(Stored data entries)

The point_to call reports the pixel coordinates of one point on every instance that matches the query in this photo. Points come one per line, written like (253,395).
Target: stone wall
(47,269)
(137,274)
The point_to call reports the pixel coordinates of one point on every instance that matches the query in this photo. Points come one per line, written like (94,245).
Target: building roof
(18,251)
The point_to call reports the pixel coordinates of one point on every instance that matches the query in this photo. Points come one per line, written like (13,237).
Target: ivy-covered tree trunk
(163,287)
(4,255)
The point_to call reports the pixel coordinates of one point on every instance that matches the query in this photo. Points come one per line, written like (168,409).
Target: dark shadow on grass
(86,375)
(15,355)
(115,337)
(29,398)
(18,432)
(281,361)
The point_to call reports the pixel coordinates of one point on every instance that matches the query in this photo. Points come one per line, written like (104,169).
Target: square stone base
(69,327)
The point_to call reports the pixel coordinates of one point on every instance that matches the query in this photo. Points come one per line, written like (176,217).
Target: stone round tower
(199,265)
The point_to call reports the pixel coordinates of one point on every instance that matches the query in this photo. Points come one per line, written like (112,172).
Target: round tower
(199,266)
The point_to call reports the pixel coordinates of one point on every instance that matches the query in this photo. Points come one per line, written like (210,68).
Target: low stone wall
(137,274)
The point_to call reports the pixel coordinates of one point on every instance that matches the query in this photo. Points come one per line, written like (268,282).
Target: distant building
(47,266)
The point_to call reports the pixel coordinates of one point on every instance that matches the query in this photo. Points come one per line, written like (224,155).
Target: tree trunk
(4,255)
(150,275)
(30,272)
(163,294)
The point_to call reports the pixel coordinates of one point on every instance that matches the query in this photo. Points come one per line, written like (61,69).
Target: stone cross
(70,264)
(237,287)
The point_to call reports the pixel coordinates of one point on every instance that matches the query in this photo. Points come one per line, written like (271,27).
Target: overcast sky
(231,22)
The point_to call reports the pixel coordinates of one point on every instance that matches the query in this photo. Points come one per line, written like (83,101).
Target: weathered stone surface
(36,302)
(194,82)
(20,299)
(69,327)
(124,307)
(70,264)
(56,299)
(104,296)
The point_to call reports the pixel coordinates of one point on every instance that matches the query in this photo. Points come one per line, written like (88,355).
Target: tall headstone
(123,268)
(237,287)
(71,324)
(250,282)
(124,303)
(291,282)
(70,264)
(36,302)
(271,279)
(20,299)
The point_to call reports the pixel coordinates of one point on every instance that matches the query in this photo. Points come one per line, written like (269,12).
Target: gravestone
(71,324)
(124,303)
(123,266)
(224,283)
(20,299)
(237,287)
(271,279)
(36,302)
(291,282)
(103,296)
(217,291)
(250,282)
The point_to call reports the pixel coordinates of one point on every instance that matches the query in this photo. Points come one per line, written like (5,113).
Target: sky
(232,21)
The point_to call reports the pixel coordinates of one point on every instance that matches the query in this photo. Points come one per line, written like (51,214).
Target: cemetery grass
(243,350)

---

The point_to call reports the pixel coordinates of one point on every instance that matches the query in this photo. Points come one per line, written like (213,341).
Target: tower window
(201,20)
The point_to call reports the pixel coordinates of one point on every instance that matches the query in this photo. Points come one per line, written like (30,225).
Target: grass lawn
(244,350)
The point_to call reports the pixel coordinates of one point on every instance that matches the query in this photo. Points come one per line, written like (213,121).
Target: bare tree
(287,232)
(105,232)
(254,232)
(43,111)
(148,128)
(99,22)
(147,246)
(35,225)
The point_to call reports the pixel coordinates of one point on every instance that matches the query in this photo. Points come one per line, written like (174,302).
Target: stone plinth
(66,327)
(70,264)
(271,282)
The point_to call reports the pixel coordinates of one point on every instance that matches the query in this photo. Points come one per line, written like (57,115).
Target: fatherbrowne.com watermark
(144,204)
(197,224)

## [Your goal]
State how many lines of the rows above contain the string "wall". Case counts, so only an exact match in letter case should be included. Give only the number.

## [Worked answer]
2